__Data for this exercise__.
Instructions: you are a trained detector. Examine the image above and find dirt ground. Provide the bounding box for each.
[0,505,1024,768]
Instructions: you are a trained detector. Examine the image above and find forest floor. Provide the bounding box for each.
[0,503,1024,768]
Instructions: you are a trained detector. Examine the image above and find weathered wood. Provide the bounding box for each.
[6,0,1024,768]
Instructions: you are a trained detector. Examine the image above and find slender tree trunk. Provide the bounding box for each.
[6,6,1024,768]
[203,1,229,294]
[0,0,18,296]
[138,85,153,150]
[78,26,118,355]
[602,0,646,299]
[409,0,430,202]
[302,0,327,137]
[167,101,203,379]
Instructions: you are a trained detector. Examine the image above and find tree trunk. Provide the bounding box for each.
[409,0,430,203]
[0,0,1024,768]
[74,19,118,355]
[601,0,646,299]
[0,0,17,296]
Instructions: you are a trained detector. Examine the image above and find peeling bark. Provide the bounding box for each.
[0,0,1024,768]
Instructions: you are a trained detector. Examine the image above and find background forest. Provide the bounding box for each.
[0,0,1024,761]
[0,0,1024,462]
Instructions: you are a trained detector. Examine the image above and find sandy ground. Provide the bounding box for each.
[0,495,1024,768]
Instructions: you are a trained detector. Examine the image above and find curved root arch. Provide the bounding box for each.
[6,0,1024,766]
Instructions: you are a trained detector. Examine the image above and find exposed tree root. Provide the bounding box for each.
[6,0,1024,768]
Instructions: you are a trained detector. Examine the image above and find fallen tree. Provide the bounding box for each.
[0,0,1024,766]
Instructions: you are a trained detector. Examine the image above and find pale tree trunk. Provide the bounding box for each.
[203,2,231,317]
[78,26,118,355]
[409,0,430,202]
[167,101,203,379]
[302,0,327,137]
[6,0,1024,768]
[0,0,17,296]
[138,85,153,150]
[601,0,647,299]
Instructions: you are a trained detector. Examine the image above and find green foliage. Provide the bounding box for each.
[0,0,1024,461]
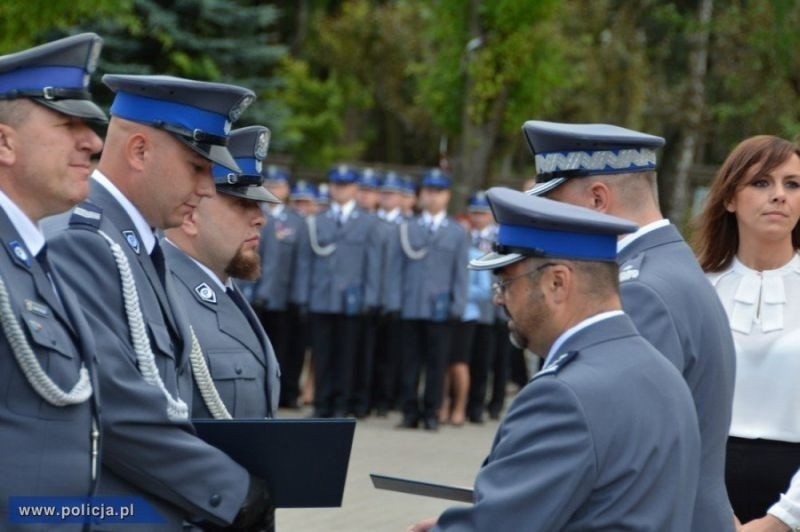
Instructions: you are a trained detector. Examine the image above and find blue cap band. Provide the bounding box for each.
[110,91,230,137]
[0,66,86,93]
[497,224,617,260]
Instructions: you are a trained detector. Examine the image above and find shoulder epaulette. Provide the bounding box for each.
[69,201,103,229]
[531,351,578,380]
[619,253,644,283]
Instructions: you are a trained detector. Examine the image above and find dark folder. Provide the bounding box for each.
[369,473,473,503]
[192,419,356,508]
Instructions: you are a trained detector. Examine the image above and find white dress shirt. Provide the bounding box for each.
[92,170,156,255]
[709,255,800,529]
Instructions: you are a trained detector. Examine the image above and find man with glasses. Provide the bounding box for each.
[413,188,700,532]
[522,120,736,532]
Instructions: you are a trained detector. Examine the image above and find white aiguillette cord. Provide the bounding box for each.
[0,279,92,406]
[98,231,189,420]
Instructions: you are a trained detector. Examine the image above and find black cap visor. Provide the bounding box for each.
[217,185,281,203]
[31,98,108,124]
[170,136,242,173]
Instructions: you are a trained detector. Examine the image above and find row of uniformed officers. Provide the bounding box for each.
[0,34,796,532]
[247,165,510,429]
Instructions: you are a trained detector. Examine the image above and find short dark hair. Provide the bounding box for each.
[0,100,30,127]
[692,135,800,272]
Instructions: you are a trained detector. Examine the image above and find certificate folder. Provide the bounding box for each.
[192,419,356,508]
[369,473,473,503]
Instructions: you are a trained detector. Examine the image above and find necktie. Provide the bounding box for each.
[225,287,261,343]
[36,244,53,282]
[150,240,167,286]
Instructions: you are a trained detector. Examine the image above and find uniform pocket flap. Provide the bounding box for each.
[147,321,175,360]
[21,312,72,358]
[208,351,256,380]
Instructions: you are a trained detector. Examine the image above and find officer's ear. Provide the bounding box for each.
[125,131,151,171]
[587,181,611,212]
[0,123,18,166]
[181,209,198,236]
[540,263,575,304]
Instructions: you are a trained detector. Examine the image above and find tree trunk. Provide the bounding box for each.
[452,0,508,211]
[669,0,714,227]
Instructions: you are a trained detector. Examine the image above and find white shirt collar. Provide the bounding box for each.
[378,207,400,222]
[422,211,447,231]
[0,190,44,257]
[617,218,669,253]
[92,170,156,255]
[331,200,356,220]
[543,310,625,368]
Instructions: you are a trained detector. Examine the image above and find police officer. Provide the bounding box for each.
[253,165,305,408]
[314,183,331,210]
[162,126,280,419]
[416,188,700,532]
[298,165,380,417]
[387,169,469,430]
[289,179,317,218]
[460,190,496,423]
[523,120,735,532]
[44,75,271,530]
[372,172,407,417]
[0,33,106,530]
[400,177,417,219]
[356,168,383,213]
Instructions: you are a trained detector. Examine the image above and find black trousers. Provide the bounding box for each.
[489,320,520,416]
[372,315,404,410]
[350,314,378,418]
[725,437,800,523]
[467,323,497,421]
[258,307,307,407]
[401,320,451,420]
[309,313,361,417]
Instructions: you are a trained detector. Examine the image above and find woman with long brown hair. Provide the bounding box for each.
[695,135,800,530]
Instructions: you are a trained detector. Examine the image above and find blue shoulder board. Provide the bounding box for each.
[69,201,103,229]
[619,253,644,283]
[531,351,578,380]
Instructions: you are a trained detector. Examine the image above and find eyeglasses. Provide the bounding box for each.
[492,262,559,297]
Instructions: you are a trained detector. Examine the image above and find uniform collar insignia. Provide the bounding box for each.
[8,240,31,268]
[531,351,578,380]
[194,283,217,304]
[122,229,141,255]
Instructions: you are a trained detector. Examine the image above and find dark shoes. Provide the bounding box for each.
[397,416,419,429]
[422,417,439,430]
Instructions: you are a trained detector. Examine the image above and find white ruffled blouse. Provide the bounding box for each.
[708,255,800,528]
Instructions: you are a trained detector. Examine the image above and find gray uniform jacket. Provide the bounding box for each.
[0,210,99,530]
[434,316,700,532]
[253,207,307,311]
[161,240,280,418]
[386,216,469,321]
[618,225,736,532]
[43,180,249,530]
[378,216,405,311]
[297,208,381,315]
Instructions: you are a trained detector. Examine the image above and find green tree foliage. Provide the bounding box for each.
[77,0,286,132]
[0,0,131,54]
[271,0,435,166]
[706,0,800,161]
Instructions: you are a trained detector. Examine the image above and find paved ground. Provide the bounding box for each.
[276,411,498,532]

__Instruction__. Render the entries from the line containing "necktie. Provide the bounding box for each." up to and including the line containing "[208,351,256,380]" as a JSON list of strings, one string per line, leaving out any blank lines.

__Written response__.
[
  "Instructions: you are a trained detector. Examine the image above and find necktie. Provide the bounding box for each.",
  "[225,287,261,343]",
  "[36,244,53,282]",
  "[150,240,167,286]",
  "Instructions: you are a trained detector. Examine the image above and find uniform pocket flap. Provide the bounding box for each.",
  "[147,321,175,360]",
  "[21,312,72,358]",
  "[208,351,256,380]"
]